## CHALLENGES
[1] In the Devil's Night Out article, who produced the album?
[2] For each statement below, say whether the Devil's Night Out article supports it, answering yes or no and quoting the deciding words: (a) Taang! Records released the album in 1990. (b) Trouser Press described the album as a weak debut. (c) AllMusic said the album put less emphasis on ska than the band's later records.

## TEXT TO READ
%%
Devil's Night Out is the debut studio album by The Mighty Mighty Bosstones. It was released in 1990 by Taang! Records. It was one of the first albums to mix ska and hardcore punk.

Production
The album was produced by Paul Kolderie. Jimmy Gestapo, of Murphy's Law, duets on "A Little Bit Ugly."

Critical reception
AllMusic called the album "an energetic, skankin' party album fusing ska with punk and hard rock, with more of an emphasis on ska than the band would show on later records." The New Rolling Stone Album Guide wrote that the album "doesn't blend ska and hardcore so much as it bashes them together." Trouser Press called it "a strong and confident debut."
%%
## AVAILABLE DATA
%%
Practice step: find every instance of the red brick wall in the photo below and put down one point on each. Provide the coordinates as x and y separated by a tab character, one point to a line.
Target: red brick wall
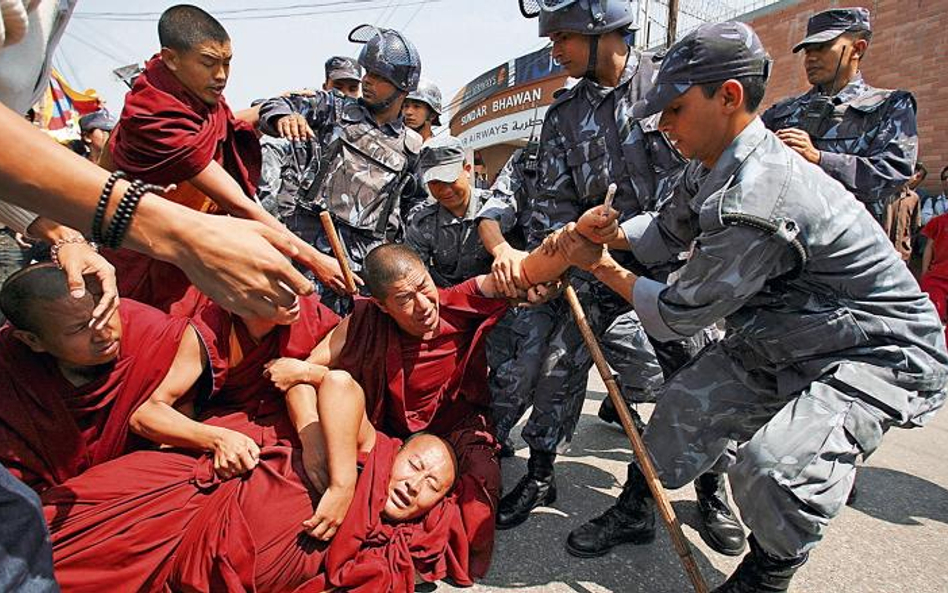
909	50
%%
## ANSWERS
[1] Paul Kolderie.

[2]
(a) Yes: "It was released in 1990 by Taang! Records."
(b) No: "Trouser Press called it "a strong and confident debut.""
(c) No: "with more of an emphasis on ska than the band would show on later records."